Pagina:
_ _ _

Studi di cultura visuale




La raccolta Visualizing War, curata da Anders Engberg-Pedersen e Kathrin Maurer per la collana “Routledge Advances in Art and Visual studies”, rappresenta un importante punto di snodo per quanto riguarda lo studio sulla visualizzazione e la mediatizzazione della guerra secondo le prospettive più recenti dei visual culture studies. Il volume vanta una eccellente prefazione firmata da William John Thomas Mitchell, tra i fondatori della disciplina, che mette in luce il nodo della questione: «Why and how do we visualize war?» (p. IX). Nel tentativo di fornire una risposta, si seguono due diverse tensioni in conflitto tra loro: da una parte la volontà di sottolineare come la messa in forma spettacolare della guerra non sia nulla di nuovo, ma che anzi risalga alle radici della nostra cultura; dall’altra la ricerca delle unicità (rappresentative, mediatiche, sensoriali, …) che ogni guerra ha messo in atto nel proprio specifico.

Nella prima sezione, Equivocal Emotions, sono raccolti i saggi che sottolineano le ambivalenze emotive generate da esperienze belliche, come nel caso degli album fotografici di due infermiere del Terzo Reich analizzati da Elisabeth Krimmer. Mentre Christine Kanz prende in esame il primo dopoguerra, cercando nelle figure di due artisti quali Max Beckmann ed Ernst Jünger casi emblematici di «emotional detachment» (p. 43): il distanziamento emotivo rappresentato e mediato da immagini e testi di guerra.

_ _ _

Voci di un dataset:
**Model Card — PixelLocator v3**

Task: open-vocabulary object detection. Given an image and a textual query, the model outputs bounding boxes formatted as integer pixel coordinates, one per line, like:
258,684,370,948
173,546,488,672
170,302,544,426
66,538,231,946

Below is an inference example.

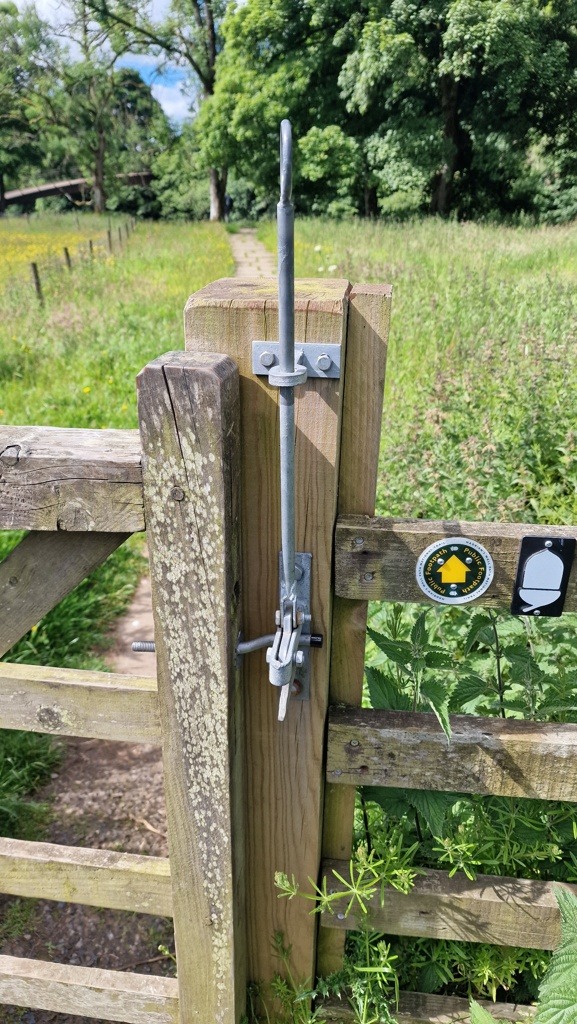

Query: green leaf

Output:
421,679,451,739
450,675,487,711
411,611,428,650
465,614,494,654
424,647,455,669
534,886,577,1024
469,999,505,1024
367,627,413,665
365,668,411,711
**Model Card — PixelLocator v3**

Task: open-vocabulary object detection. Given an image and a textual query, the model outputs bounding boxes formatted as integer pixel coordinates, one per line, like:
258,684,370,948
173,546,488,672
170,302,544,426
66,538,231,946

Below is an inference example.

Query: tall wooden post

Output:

_ _ _

Elenco dei compiti:
[1] Trasformi tutte le righe del dataset in un elenco numerato, tralasciando le righe vuote. Escluda le immagini dalla risposta.
[2] Prosegua il testo sulla raccolta Visualizing War dopo l'ultima frase riportata.

Esiti dei compiti:
[1]
1. **Model Card — PixelLocator v3**
2. Task: open-vocabulary object detection. Given an image and a textual query, the model outputs bounding boxes formatted as integer pixel coordinates, one per line, like:
3. 258,684,370,948
4. 173,546,488,672
5. 170,302,544,426
6. 66,538,231,946
7. Below is an inference example.
8. Query: green leaf
9. Output:
10. 421,679,451,739
11. 450,675,487,711
12. 411,611,428,650
13. 465,614,494,654
14. 424,647,455,669
15. 534,886,577,1024
16. 469,999,505,1024
17. 367,627,413,665
18. 365,668,411,711
19. **Model Card — PixelLocator v3**
20. Task: open-vocabulary object detection. Given an image and a textual query, the model outputs bounding boxes formatted as integer pixel coordinates, one per line, like:
21. 258,684,370,948
22. 173,546,488,672
23. 170,302,544,426
24. 66,538,231,946
25. Below is an inference example.
26. Query: tall wooden post
27. Output:

[2]
In Emotional Technologies l’attenzione passa ai dispositivi e alle tecniche ideate, più o meno consapevolmente, per sfruttare il portato emotivo della guerra. Si passa dall’analisi sulle mappe e i primi “wargames” condotta da Anders Engberg-Pedersen alle riflessioni di Kathrin Maurer sul panorama ottocentesco e su quello che definisce «the paradox of total immersion» (p. 78): la restituzione al tempo stesso di una visione anacronistica della guerra unita a uno slancio propagandistico per future conquiste.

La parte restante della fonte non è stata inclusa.